__DOCUMENT TEXT__
--- --- ---

The Islamic Bank of Translavia (IBT), while making the transaction under the Ijarah Islamic financing technique, needs to consider different laws and risks that can be brought in by this transaction. There are various issues that should be arranged by IBT so that they can make the correct decision that will not hamper their status. The financing under Ijarah to East Airlines (EA) will bring favorable results but should be handled along the lines of law in which they are going to make the transaction. The issues that might bring in risk when bank will follow Ijarah terms under the UK law must be noticed and handled so that they can mitigate the risks that they might face in this transaction.
The focus of this paper will be on exposing and discussing the risks that might arise in case of financing aircraft purchase. The paper will focus on the risks that IBT will be exposed to through following Ijarah as compared to other conventional form of financing. The paper will highlight the measures that will help in mitigating the underlying risks. Finally, a law clause will be provided with regard to this transaction of financing four aircrafts under Ijarah.
What is “Ijarah?”
Ijarah is an Islamic financing technique used in Islamic banking as a mode of financing assets to the customers. In Islamic banking Ijarah is used in the form of leasing . Due to its varied advantages Islamic banks, use Ijarah so that they can better use their resources and funds such as reserves available with the bank. The asset is purchased by the bank from the seller and thus, bank holds the ownership of the asset. In this form of Ijarah, the asset is leased out to the customer by the bank. The holder of the asset has to pay a specified amount of lease or rent to the bank for using the asset. London Interbank Offered Rate (LIBOR) can be used as a leasing rate under this Ijarah transaction. Both the parties with their mutual agreement fix the rent for the asset but it can be changed by the concern of both the parties during the period of contract. Even the rent rate can be increased after a pre-determined period say one year. The contract can also bind both the parties that in case of increase in inflation rate the rent will also increase by same rate. As if the inflation increases by 2% the rate will also increase by 2%. Even the contract can include provision in case the government increases the tax or tax on property increases that the increase in tax will be accommodated with increase in rent by the same amount. The payment of the lease can be made in installments. The end-user of the asset does not hold the right of ownership, although the asset is in its possession. Since the possession holder does not have the right of ownership, he has no right to transfer or sell the underlining asset.

--- --- ---

__MATERIAL FOR THIS TASK__

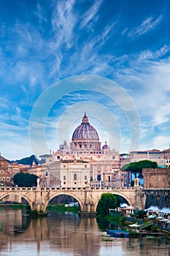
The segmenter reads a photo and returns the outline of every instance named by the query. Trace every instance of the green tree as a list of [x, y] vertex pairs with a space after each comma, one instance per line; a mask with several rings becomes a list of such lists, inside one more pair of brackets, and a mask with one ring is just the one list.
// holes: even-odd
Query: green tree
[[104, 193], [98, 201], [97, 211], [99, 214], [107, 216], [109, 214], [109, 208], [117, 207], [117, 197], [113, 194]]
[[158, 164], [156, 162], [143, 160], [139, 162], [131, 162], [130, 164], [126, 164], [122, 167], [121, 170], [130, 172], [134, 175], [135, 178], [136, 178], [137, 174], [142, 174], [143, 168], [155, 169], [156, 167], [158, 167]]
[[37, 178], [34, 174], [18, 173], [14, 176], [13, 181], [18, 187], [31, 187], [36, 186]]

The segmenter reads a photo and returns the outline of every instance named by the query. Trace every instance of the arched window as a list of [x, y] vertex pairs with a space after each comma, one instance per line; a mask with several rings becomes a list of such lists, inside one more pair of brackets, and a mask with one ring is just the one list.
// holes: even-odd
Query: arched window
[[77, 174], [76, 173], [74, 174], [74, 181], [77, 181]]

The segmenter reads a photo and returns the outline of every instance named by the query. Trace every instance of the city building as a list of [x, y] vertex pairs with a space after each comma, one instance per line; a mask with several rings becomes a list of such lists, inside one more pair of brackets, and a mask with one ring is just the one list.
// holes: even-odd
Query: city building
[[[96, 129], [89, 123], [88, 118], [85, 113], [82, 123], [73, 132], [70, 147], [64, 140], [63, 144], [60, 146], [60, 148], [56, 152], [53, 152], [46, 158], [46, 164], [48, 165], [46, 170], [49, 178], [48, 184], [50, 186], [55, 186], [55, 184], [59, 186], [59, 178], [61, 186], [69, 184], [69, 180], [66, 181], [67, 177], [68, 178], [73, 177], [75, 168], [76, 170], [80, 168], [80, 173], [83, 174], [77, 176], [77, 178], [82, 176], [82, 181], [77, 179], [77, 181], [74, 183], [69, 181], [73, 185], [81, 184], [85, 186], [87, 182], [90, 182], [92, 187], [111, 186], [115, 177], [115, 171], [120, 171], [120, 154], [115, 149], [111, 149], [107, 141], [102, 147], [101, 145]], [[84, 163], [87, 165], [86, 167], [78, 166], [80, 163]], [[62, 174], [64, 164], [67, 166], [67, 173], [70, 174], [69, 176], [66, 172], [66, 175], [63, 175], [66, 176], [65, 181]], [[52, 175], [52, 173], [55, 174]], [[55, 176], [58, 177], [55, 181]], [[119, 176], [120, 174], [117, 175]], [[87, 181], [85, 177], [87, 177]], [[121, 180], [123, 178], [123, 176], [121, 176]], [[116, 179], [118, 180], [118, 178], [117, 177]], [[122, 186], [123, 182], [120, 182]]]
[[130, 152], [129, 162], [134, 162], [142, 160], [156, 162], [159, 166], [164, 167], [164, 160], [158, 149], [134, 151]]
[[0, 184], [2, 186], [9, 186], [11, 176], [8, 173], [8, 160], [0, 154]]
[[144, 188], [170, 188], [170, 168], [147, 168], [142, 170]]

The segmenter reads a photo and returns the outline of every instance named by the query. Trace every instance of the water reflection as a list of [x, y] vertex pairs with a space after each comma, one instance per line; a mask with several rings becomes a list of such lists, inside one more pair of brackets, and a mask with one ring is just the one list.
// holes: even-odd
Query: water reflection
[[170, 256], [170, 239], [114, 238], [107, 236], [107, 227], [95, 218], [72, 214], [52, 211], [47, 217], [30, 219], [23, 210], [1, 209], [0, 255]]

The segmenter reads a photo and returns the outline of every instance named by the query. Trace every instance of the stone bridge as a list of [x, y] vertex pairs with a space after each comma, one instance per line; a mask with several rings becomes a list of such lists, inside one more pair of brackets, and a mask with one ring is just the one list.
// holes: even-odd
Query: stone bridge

--- --- ---

__JOB A__
Copy the records word for word, starting at their first line and going on through the line that contains "[[77, 174], [76, 173], [74, 174], [74, 181], [77, 181]]", with both ends included. Leave the pictures out.
__JOB B__
Continue the text on Ijarah financing for the aircraft purchase from where it stops.

__TASK OUTPUT A__
The segmenter reads a photo and returns the outline of every instance named by the query. Trace every instance of the green tree as a list of [x, y] vertex pairs with a space after each comma, one instance per line; a mask with several rings becomes a list of such lists, inside one more pair of brackets, and a mask with one ring is just the one list.
// holes: even-odd
Query: green tree
[[104, 193], [98, 201], [97, 211], [99, 214], [107, 216], [109, 214], [109, 208], [117, 207], [117, 197], [113, 194]]
[[158, 164], [156, 162], [143, 160], [139, 162], [131, 162], [130, 164], [126, 164], [122, 167], [121, 170], [130, 172], [134, 175], [135, 178], [136, 178], [137, 174], [142, 174], [143, 168], [155, 169], [156, 167], [158, 167]]
[[37, 178], [34, 174], [18, 173], [14, 176], [13, 181], [18, 187], [31, 187], [36, 186]]

The segmenter reads a photo and returns the outline of every instance named by the query. Trace every instance of the arched window as a list of [x, y] vertex pairs with a space after each comma, one instance per line; a mask with several rings becomes a list of such lists, inside one more pair of brackets, and a mask with one ring is just the one list.
// holes: even-odd
Query: arched window
[[77, 174], [76, 173], [74, 174], [74, 181], [77, 181]]

__TASK OUTPUT B__
Background to the transaction with certain aspects of Ijarah
IBT will purchase four aircraft for US $50 million from Universal airways as per the selection of the East Airlines. Since contract will be made under Ijarah, it can be presumed that the aircraft will be leased out to East Airlines for which it will pay rent to the bank. Thus, the real ownership of the aircraft will remain in the hands of the bank, although the possession of aircraft will be transferred to East Airlines under the Islamic financing technique. But IBT should also make the contract in such a way that it includes an obligation on the part of EA to accept the aircrafts on lease. As in case of no promise it can also reject the possession of aircrafts on rent. As the bank is the owner of the aircrafts it can sell the aircrafts in the market to recover its investment. Even a different promise can be made to sell the asset at an agreed price at the end of the contract.
IBT should clearly understand the aspects of Ijarah in order to ensure that liability of the heavy investment in the four aircraft of about US $50 million does not go wrong . Ijarah has certain specific aspects such as it works like an operating lease where the bank will purchase the underlining asset that in this case is aircraft and then will hand over the possession of the aircrafts to EA for a specific period. The period of contract in such a mortgage is short. The EA in response has to pay bank lease for the period of financing and even return the possession of the aircrafts at the end of the contract period. Thus, the ownership will remain in the hands of the bank and EA will pay rent against the use of the asset. The rent will be fixed after considering the depreciation amount of the asset .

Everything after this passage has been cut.